### WHAT YOU WILL DO
Locate the line with "of the forehead" in the material. Copy that line and each one after it, through the last, exactly and with nothing else.
* Start RECORDS SHOWN *
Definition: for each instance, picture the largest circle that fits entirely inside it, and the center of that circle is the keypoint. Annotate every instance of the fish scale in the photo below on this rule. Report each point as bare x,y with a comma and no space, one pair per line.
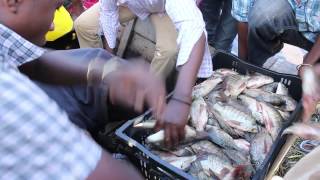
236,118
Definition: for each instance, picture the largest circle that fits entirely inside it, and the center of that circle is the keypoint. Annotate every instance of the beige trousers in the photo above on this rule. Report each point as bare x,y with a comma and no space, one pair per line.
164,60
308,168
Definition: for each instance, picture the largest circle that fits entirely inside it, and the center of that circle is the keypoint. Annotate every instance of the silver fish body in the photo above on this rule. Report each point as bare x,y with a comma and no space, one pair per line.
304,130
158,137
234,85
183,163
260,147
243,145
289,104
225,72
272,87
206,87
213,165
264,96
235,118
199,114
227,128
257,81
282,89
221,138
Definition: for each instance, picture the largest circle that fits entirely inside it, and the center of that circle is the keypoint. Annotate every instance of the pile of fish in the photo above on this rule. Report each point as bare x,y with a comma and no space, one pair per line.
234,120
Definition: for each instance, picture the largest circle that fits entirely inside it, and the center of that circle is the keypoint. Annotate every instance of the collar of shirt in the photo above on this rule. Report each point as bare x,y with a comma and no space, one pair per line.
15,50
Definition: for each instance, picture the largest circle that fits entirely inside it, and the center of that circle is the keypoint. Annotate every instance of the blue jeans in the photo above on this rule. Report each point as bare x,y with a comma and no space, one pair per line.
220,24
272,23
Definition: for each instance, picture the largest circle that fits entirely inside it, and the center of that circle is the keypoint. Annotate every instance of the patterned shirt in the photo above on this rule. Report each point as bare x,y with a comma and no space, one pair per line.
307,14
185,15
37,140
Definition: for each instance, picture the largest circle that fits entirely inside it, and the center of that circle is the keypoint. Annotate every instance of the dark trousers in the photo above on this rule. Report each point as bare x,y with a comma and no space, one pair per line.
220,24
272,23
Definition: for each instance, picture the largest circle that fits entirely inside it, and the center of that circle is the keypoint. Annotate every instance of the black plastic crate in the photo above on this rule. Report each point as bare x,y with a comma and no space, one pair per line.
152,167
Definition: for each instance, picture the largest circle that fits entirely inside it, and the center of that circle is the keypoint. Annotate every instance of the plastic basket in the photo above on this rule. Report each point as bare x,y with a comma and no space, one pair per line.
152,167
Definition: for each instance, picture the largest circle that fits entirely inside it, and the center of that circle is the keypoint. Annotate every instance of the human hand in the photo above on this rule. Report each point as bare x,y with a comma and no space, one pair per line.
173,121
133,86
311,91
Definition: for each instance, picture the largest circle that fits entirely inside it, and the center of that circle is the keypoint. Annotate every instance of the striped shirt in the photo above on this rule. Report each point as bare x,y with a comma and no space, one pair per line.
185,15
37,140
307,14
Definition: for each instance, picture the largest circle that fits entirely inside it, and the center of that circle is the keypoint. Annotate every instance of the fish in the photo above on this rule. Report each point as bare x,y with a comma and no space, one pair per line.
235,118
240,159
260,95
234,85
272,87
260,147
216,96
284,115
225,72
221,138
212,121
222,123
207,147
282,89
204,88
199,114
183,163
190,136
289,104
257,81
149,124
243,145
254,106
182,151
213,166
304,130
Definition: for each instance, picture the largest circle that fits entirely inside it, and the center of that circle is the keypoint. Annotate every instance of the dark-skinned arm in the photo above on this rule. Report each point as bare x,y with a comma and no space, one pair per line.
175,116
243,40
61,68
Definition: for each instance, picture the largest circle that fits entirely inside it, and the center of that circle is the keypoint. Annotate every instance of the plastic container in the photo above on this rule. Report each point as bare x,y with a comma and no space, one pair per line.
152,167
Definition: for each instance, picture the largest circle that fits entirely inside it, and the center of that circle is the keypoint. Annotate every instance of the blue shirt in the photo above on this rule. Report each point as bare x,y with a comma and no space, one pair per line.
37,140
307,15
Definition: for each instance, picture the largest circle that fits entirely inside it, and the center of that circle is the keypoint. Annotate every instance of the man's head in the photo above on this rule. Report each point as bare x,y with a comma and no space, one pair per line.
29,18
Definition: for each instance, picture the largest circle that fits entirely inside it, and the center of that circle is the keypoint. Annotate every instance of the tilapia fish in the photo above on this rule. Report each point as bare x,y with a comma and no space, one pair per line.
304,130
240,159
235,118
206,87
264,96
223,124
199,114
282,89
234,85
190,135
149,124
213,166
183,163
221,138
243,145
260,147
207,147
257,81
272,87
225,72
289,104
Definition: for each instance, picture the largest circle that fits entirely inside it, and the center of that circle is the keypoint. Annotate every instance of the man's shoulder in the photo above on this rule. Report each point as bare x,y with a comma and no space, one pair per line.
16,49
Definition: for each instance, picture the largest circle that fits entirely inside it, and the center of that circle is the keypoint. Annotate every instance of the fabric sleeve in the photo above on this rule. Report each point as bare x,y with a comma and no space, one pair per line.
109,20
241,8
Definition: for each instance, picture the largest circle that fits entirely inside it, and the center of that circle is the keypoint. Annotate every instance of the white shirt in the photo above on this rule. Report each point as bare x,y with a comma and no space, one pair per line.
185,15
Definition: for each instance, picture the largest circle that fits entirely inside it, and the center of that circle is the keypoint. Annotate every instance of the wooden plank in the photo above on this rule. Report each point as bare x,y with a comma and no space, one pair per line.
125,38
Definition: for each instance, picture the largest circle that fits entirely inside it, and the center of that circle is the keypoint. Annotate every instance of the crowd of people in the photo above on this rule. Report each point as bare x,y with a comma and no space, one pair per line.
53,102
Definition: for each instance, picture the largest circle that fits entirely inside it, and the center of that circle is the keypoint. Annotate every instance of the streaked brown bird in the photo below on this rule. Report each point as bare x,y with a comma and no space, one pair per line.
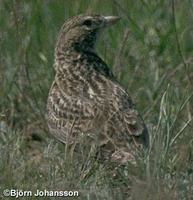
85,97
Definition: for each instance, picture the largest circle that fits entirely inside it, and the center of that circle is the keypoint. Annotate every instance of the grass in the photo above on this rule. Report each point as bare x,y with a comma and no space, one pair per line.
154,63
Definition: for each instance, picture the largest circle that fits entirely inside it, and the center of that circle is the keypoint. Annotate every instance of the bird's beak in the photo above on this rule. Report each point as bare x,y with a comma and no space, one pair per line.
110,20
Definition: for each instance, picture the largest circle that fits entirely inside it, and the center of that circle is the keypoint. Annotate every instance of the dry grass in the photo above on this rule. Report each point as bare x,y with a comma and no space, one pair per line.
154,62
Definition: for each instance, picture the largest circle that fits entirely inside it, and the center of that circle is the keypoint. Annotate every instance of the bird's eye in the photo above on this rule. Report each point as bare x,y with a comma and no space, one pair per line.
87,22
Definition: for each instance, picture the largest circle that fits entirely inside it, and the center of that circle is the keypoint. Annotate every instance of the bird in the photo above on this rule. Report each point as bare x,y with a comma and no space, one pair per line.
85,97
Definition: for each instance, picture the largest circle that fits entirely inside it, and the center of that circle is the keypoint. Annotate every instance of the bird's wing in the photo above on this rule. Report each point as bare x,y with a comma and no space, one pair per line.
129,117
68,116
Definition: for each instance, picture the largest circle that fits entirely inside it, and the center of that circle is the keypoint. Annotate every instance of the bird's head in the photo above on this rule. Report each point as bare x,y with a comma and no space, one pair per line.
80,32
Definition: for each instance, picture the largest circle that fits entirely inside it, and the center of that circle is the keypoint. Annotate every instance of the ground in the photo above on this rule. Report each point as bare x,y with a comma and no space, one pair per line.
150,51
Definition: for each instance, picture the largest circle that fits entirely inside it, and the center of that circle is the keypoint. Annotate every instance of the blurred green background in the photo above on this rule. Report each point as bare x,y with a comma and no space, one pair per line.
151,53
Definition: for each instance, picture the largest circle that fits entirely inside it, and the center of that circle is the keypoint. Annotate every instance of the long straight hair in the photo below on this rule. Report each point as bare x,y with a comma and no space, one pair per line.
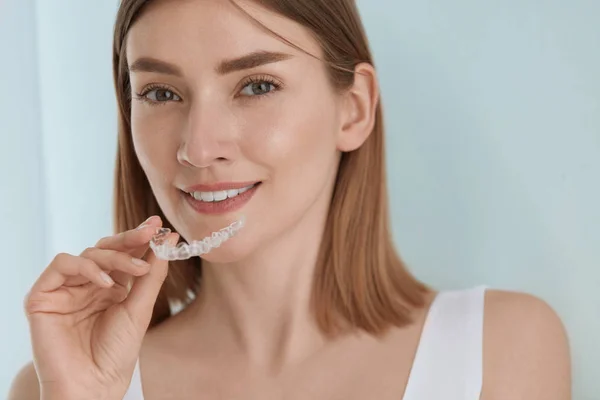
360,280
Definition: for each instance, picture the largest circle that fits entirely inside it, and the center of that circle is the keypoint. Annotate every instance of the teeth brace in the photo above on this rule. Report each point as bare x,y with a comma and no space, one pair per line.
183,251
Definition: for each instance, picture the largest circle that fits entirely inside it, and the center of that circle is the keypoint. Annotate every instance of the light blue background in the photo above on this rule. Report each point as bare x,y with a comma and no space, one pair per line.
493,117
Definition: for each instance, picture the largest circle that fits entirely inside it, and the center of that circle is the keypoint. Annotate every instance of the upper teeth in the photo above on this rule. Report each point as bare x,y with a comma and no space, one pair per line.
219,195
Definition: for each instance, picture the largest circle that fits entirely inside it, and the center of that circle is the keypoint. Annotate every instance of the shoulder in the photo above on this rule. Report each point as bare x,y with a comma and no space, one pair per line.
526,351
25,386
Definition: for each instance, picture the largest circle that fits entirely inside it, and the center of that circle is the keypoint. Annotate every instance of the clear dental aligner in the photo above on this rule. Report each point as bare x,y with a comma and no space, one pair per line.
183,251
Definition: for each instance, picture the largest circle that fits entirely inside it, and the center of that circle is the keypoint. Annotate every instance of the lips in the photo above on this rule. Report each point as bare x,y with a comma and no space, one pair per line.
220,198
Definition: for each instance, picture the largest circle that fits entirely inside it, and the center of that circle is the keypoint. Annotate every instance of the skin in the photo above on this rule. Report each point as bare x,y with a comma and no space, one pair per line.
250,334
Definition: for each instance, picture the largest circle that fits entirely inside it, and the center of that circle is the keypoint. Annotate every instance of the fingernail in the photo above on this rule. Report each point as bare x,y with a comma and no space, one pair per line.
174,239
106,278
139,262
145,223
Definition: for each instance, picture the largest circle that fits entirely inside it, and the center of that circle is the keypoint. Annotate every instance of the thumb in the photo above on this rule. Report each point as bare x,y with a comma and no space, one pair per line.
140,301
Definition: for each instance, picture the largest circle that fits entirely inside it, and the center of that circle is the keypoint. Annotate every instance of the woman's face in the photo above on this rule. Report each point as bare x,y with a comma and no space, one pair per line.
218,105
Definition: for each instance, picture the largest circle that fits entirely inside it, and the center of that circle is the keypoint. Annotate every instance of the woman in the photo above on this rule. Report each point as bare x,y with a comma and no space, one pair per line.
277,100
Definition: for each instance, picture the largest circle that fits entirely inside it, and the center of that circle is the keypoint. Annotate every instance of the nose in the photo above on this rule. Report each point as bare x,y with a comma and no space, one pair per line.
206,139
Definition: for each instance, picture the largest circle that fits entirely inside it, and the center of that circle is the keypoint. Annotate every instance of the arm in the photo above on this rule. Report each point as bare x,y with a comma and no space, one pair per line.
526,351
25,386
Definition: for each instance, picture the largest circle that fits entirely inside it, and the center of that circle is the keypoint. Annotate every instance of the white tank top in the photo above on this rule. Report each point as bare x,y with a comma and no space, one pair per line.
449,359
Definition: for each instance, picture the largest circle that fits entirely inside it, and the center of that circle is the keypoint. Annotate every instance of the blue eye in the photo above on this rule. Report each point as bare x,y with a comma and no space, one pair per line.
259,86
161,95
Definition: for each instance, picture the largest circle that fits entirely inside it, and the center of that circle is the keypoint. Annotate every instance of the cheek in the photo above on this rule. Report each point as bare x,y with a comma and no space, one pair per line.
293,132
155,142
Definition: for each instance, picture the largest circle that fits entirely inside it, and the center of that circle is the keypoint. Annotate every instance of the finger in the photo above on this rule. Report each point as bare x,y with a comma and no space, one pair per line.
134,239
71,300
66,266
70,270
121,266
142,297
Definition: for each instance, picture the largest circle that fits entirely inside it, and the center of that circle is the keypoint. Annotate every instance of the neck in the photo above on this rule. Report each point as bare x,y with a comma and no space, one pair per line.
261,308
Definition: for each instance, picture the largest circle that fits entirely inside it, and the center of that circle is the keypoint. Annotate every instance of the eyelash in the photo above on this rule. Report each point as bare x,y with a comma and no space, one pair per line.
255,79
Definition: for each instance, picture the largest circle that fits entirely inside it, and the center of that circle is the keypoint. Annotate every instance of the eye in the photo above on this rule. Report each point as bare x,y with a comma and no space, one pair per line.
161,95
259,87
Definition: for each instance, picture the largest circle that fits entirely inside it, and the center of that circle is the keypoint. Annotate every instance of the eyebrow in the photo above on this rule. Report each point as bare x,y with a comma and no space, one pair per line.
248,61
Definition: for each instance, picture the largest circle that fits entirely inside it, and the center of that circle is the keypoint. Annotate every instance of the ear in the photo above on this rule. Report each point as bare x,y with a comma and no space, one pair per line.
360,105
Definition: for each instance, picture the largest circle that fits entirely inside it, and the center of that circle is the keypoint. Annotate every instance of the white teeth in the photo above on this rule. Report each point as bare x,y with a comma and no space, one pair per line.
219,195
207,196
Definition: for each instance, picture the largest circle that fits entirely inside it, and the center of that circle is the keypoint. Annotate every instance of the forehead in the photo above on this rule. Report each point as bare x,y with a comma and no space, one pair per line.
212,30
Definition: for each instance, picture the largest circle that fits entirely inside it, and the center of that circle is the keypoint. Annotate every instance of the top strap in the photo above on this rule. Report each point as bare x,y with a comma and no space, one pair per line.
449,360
* End RECORDS SHOWN *
### THE COMPLETED TASK
Definition: for each instance, picture the largest circle that fits entirely inside it, and the center of that circle is the keypoint. Annotate every instance of the forehead in the photo above on this rule. Report each point as bare x,y with a comma and no space, one pair per line.
212,30
Definition: for each instance, picture the largest circle that fits entirely inside it, and the center of that circle is the keypoint. Annotate every instance of the top strap in the photo above on this rule. Report each point as bare x,y with a comma and no space, one pair per line.
449,360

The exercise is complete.